- _WHAT IS NEEDED_
In the material below, repeat only the lines from the one that holds "In this exercise you will indicate the white fabric" through the final line, exactly as they stand.

- _SUPPLIED DATA_
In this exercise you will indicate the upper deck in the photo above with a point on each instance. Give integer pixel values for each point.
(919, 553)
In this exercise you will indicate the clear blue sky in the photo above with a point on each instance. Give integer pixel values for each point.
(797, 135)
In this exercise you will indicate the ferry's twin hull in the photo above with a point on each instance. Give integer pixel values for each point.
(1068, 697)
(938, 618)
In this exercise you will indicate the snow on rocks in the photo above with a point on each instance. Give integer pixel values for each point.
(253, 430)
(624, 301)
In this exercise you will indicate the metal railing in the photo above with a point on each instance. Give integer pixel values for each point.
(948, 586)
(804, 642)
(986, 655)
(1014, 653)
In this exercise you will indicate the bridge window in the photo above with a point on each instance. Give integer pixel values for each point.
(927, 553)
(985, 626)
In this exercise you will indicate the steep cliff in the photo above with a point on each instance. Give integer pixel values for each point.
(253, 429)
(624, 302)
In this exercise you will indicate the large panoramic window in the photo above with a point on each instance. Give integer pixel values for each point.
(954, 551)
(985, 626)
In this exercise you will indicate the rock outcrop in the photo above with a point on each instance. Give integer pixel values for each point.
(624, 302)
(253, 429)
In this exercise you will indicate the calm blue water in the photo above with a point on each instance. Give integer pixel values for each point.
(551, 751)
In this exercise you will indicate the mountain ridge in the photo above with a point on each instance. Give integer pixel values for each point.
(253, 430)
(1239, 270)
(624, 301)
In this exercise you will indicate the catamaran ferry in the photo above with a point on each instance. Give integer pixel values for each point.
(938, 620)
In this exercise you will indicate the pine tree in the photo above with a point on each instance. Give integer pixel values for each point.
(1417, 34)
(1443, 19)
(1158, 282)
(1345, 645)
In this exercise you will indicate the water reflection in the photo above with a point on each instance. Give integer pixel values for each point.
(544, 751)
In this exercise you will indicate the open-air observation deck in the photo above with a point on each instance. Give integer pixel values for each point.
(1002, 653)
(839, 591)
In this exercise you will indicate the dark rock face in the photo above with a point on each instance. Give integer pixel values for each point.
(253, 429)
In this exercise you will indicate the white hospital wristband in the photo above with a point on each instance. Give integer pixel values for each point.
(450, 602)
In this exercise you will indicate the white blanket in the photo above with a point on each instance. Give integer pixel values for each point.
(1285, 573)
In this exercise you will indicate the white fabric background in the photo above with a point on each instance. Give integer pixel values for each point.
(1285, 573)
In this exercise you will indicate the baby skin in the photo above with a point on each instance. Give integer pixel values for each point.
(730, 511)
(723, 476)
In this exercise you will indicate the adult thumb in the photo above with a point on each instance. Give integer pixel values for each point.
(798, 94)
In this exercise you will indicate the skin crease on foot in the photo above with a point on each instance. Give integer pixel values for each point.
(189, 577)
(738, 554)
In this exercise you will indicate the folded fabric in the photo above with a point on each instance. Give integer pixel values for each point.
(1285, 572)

- _TASK ANSWER_
In this exercise you will indicate the white fabric background in the photo above with a point on each instance. Give integer pixel values for each point.
(1285, 573)
In this exercise you will indicate the baby skin in the photo above with a point on each instance. Give integer pixel values for each point.
(730, 511)
(723, 476)
In this exercise you will indicate the adult thumb in the photo above with a point on each instance. Give integer pixel values for each point.
(798, 94)
In this exercise you will indicate the skin crease on foot in the photo above with a point on each instance. Give integer pixel values for each point.
(189, 577)
(738, 554)
In this exercise you will indicate the folded fabric in the photo above with a point on each instance. Give integer pixel values for each point.
(1285, 572)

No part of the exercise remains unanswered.